### Task to carry out
Write out exactly, with no other output, the lines below from the one that contains "the dark wood" through the end.

- - - - -

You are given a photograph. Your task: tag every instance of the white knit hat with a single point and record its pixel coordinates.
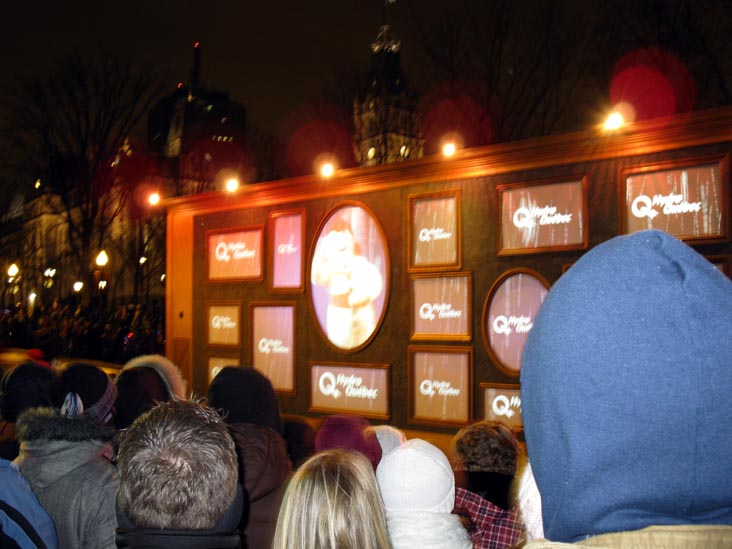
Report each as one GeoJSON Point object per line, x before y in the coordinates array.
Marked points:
{"type": "Point", "coordinates": [418, 489]}
{"type": "Point", "coordinates": [416, 477]}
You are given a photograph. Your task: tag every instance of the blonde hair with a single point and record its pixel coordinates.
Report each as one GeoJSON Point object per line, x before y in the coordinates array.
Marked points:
{"type": "Point", "coordinates": [332, 502]}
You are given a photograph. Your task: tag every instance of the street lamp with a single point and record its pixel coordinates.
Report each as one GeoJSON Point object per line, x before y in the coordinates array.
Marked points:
{"type": "Point", "coordinates": [232, 184]}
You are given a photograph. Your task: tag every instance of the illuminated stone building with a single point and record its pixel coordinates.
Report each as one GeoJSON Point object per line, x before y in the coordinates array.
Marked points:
{"type": "Point", "coordinates": [386, 120]}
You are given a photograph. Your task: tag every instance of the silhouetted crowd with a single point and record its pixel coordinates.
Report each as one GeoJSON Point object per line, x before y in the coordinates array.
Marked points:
{"type": "Point", "coordinates": [625, 385]}
{"type": "Point", "coordinates": [87, 331]}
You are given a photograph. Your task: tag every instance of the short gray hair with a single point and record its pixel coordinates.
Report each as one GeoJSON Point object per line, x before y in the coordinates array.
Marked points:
{"type": "Point", "coordinates": [178, 468]}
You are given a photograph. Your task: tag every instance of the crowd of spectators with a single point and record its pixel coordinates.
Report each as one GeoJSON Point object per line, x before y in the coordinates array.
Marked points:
{"type": "Point", "coordinates": [616, 461]}
{"type": "Point", "coordinates": [89, 331]}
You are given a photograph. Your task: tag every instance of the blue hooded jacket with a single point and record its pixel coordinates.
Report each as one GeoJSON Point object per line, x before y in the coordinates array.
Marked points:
{"type": "Point", "coordinates": [627, 391]}
{"type": "Point", "coordinates": [23, 522]}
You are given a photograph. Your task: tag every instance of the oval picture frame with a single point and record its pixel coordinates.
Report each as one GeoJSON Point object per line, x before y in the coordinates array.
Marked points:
{"type": "Point", "coordinates": [348, 273]}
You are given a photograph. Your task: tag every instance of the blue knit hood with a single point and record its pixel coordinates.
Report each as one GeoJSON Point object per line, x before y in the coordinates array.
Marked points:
{"type": "Point", "coordinates": [627, 391]}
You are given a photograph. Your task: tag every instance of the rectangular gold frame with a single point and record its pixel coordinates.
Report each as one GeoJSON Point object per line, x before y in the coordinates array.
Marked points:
{"type": "Point", "coordinates": [413, 350]}
{"type": "Point", "coordinates": [468, 309]}
{"type": "Point", "coordinates": [251, 228]}
{"type": "Point", "coordinates": [581, 180]}
{"type": "Point", "coordinates": [237, 306]}
{"type": "Point", "coordinates": [326, 410]}
{"type": "Point", "coordinates": [272, 263]}
{"type": "Point", "coordinates": [722, 162]}
{"type": "Point", "coordinates": [293, 352]}
{"type": "Point", "coordinates": [484, 386]}
{"type": "Point", "coordinates": [440, 265]}
{"type": "Point", "coordinates": [226, 360]}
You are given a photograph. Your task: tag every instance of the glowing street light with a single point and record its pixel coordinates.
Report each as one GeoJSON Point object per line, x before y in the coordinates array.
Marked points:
{"type": "Point", "coordinates": [327, 169]}
{"type": "Point", "coordinates": [232, 184]}
{"type": "Point", "coordinates": [614, 121]}
{"type": "Point", "coordinates": [102, 259]}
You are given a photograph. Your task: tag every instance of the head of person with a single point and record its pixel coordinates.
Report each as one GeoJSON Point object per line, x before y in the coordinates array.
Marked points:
{"type": "Point", "coordinates": [83, 389]}
{"type": "Point", "coordinates": [332, 501]}
{"type": "Point", "coordinates": [144, 382]}
{"type": "Point", "coordinates": [349, 433]}
{"type": "Point", "coordinates": [245, 395]}
{"type": "Point", "coordinates": [27, 385]}
{"type": "Point", "coordinates": [389, 437]}
{"type": "Point", "coordinates": [625, 382]}
{"type": "Point", "coordinates": [418, 490]}
{"type": "Point", "coordinates": [300, 438]}
{"type": "Point", "coordinates": [484, 457]}
{"type": "Point", "coordinates": [416, 477]}
{"type": "Point", "coordinates": [178, 469]}
{"type": "Point", "coordinates": [339, 239]}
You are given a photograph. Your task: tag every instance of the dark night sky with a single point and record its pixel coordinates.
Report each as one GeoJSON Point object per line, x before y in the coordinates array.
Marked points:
{"type": "Point", "coordinates": [272, 56]}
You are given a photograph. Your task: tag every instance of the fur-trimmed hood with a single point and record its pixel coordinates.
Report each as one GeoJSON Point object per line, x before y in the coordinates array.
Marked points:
{"type": "Point", "coordinates": [49, 424]}
{"type": "Point", "coordinates": [55, 449]}
{"type": "Point", "coordinates": [169, 372]}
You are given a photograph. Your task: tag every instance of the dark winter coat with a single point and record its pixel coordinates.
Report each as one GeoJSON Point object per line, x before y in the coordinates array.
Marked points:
{"type": "Point", "coordinates": [265, 468]}
{"type": "Point", "coordinates": [65, 462]}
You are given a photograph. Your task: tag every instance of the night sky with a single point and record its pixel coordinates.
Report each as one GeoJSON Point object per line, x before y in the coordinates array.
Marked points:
{"type": "Point", "coordinates": [272, 56]}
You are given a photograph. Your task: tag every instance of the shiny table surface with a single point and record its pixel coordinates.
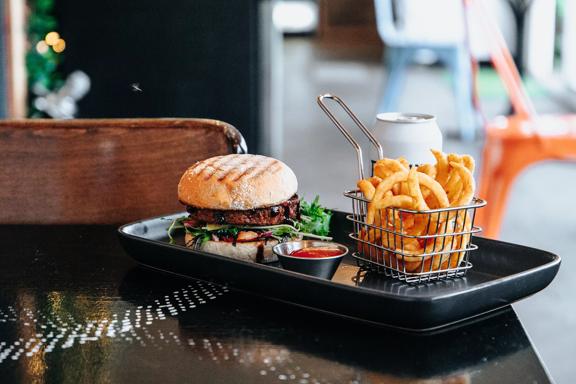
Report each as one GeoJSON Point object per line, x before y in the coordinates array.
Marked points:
{"type": "Point", "coordinates": [74, 308]}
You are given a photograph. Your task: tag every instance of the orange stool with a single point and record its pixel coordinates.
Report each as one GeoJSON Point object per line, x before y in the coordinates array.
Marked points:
{"type": "Point", "coordinates": [512, 144]}
{"type": "Point", "coordinates": [517, 141]}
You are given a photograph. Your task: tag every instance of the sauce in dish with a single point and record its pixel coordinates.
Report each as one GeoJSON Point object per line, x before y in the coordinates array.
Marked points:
{"type": "Point", "coordinates": [316, 252]}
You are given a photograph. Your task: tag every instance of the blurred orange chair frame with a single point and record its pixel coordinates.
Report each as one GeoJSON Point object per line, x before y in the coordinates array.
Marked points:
{"type": "Point", "coordinates": [514, 142]}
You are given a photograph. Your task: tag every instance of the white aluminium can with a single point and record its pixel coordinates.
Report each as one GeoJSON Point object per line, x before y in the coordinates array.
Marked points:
{"type": "Point", "coordinates": [408, 135]}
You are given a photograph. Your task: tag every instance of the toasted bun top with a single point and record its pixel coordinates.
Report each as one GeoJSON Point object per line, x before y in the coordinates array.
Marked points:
{"type": "Point", "coordinates": [237, 182]}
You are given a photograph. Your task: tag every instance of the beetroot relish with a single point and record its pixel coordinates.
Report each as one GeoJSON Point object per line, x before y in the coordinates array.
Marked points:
{"type": "Point", "coordinates": [316, 252]}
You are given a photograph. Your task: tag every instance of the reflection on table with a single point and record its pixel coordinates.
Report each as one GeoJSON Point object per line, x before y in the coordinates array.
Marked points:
{"type": "Point", "coordinates": [80, 311]}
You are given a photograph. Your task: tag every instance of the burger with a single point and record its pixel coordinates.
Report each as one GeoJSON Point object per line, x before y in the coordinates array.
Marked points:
{"type": "Point", "coordinates": [242, 205]}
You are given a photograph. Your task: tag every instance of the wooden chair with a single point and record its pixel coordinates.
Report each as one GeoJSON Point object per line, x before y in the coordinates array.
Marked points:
{"type": "Point", "coordinates": [101, 171]}
{"type": "Point", "coordinates": [515, 142]}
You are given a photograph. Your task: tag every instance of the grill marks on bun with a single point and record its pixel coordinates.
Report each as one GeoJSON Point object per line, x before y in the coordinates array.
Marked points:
{"type": "Point", "coordinates": [237, 182]}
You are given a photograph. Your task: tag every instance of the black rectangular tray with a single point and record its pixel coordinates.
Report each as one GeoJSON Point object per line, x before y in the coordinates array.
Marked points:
{"type": "Point", "coordinates": [502, 273]}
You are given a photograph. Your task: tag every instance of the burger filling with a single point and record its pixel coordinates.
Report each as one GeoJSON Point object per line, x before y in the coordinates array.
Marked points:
{"type": "Point", "coordinates": [274, 215]}
{"type": "Point", "coordinates": [287, 220]}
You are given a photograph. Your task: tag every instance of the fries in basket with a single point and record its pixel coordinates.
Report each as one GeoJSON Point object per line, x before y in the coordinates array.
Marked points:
{"type": "Point", "coordinates": [418, 219]}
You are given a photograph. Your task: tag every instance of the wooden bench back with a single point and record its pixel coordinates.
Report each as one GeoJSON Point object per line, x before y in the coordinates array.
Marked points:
{"type": "Point", "coordinates": [101, 171]}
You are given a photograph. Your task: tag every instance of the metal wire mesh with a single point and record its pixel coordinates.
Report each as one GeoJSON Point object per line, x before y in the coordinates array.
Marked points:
{"type": "Point", "coordinates": [414, 246]}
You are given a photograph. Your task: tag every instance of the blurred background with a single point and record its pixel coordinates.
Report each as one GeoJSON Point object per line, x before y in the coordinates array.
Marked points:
{"type": "Point", "coordinates": [260, 65]}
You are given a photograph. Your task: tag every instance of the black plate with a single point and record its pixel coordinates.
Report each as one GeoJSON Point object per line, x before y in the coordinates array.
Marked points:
{"type": "Point", "coordinates": [502, 274]}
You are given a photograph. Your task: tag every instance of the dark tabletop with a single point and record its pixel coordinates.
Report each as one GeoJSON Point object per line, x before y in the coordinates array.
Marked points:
{"type": "Point", "coordinates": [74, 308]}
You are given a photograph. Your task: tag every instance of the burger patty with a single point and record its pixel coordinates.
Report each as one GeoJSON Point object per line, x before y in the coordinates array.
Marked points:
{"type": "Point", "coordinates": [274, 215]}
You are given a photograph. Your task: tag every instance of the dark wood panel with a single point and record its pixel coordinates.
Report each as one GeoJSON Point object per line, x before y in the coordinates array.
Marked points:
{"type": "Point", "coordinates": [189, 57]}
{"type": "Point", "coordinates": [101, 171]}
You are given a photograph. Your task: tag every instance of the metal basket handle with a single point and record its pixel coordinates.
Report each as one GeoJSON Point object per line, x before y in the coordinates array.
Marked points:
{"type": "Point", "coordinates": [346, 133]}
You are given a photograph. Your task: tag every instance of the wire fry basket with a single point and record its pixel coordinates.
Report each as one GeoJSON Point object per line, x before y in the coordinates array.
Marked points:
{"type": "Point", "coordinates": [438, 249]}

- - - - -

### Exercise response
You are given a photograph. Your task: tag every instance of the dark wood panel with a single point and record its pixel coordinates.
Report each as one GeoJSON Point object per line, x before y in the coordinates array.
Marked points:
{"type": "Point", "coordinates": [189, 57]}
{"type": "Point", "coordinates": [101, 171]}
You are given a photograph. Your task: tag every instance of the metal basket handle with a single point and record its pixel coordinates.
Report each as one GeoJSON Point object per line, x before y in the coordinates array.
Marked points:
{"type": "Point", "coordinates": [346, 133]}
You are given a photograph. Your task: tag every instance of the wire fry basket with a single point and record its pixel coordinates.
Report each as one GeoJSON Point object per line, x before y in the coordinates array.
Marked points:
{"type": "Point", "coordinates": [438, 249]}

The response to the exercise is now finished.